THE TASK:
Start at the first line of the material below and retype each line through the one containing "Tag every instance of the navy blue", exactly.

[Start of section]

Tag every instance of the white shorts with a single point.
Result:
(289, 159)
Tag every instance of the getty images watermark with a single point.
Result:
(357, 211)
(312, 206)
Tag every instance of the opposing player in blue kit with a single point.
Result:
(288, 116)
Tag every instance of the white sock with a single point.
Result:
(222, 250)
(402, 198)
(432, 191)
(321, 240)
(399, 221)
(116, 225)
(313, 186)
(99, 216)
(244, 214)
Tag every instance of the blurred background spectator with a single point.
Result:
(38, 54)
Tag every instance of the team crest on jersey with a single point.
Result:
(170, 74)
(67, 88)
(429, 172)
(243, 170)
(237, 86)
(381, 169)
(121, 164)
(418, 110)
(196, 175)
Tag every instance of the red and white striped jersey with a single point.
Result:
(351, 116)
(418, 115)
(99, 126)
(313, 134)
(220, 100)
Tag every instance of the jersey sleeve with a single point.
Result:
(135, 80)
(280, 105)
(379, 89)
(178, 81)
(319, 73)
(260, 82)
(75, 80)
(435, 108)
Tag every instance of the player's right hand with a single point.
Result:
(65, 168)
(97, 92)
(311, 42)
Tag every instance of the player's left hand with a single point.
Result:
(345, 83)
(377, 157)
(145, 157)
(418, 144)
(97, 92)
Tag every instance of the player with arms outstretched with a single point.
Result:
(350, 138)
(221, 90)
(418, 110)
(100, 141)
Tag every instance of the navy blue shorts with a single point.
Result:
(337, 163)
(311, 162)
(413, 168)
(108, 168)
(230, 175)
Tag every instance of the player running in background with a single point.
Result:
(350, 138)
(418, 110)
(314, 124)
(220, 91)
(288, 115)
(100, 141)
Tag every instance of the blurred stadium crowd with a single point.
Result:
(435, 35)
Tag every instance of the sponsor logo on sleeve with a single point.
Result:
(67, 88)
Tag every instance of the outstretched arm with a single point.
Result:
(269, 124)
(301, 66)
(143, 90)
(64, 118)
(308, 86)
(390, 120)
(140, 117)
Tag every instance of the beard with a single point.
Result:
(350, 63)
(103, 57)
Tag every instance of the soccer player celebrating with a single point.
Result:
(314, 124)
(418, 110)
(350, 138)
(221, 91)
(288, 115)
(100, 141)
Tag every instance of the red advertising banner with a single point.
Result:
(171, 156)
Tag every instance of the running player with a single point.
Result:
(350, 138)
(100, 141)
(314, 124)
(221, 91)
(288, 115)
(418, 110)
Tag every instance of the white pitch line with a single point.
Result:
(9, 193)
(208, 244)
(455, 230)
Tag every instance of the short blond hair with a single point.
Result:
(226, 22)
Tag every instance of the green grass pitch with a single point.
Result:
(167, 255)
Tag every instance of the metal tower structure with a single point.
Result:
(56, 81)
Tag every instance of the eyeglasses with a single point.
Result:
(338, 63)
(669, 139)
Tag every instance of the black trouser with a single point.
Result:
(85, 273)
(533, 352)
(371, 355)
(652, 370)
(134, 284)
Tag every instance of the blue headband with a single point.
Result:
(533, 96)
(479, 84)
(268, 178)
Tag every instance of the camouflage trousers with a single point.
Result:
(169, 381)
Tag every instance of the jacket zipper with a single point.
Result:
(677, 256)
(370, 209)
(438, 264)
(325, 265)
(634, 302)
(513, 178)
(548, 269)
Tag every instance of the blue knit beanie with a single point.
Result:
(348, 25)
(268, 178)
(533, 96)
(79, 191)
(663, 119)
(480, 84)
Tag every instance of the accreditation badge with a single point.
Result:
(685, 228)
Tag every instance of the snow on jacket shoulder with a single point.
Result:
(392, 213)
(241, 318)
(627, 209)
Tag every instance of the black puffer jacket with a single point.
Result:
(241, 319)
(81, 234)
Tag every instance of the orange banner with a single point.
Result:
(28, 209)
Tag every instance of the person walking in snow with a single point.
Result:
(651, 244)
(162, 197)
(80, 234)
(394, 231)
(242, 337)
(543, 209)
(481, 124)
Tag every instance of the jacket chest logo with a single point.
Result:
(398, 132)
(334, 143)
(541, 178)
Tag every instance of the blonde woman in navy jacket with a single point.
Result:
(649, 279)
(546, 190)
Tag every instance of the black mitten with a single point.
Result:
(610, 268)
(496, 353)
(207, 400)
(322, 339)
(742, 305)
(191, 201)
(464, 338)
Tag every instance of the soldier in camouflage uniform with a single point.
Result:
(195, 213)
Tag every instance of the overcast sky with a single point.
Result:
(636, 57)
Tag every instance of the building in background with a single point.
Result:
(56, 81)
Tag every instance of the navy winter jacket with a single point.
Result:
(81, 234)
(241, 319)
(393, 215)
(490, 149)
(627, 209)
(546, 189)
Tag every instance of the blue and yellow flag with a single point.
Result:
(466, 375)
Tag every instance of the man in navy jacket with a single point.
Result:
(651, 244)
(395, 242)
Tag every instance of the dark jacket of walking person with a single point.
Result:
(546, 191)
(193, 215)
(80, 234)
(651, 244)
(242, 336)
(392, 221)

[End of section]

OUTPUT:
Tag every instance of the white shorts with a single point.
Result:
(289, 159)
Tag every instance of the getty images watermark with a single point.
Result:
(357, 211)
(312, 206)
Tag every instance of the opposing player in blue kit with a single point.
Result:
(288, 116)
Tag every instance of the white sock with a single point.
Result:
(222, 250)
(402, 198)
(432, 191)
(321, 240)
(399, 221)
(116, 225)
(313, 186)
(99, 216)
(244, 214)
Tag every instance of the blurred background spectator with a single point.
Result:
(38, 54)
Tag every instance of the team crest on jersey with a single point.
Result:
(170, 74)
(67, 88)
(429, 172)
(243, 170)
(237, 86)
(381, 169)
(121, 164)
(418, 110)
(196, 175)
Tag every instance of the red and white striped jersey with a single point.
Result:
(351, 116)
(418, 115)
(99, 126)
(313, 134)
(220, 100)
Tag every instance of the jersey sleeve with a single point.
Result:
(135, 80)
(280, 105)
(379, 89)
(178, 81)
(319, 73)
(260, 82)
(75, 80)
(435, 108)
Tag every instance of the player's right hand with a single point.
Result:
(65, 168)
(97, 92)
(311, 42)
Tag every instance of the player's left hand with a single point.
Result:
(345, 83)
(377, 157)
(145, 157)
(418, 144)
(97, 92)
Tag every instance of the player with arms outstretched with a single point.
Result:
(350, 138)
(221, 90)
(418, 110)
(100, 141)
Tag every instance of the navy blue shorts with a single point.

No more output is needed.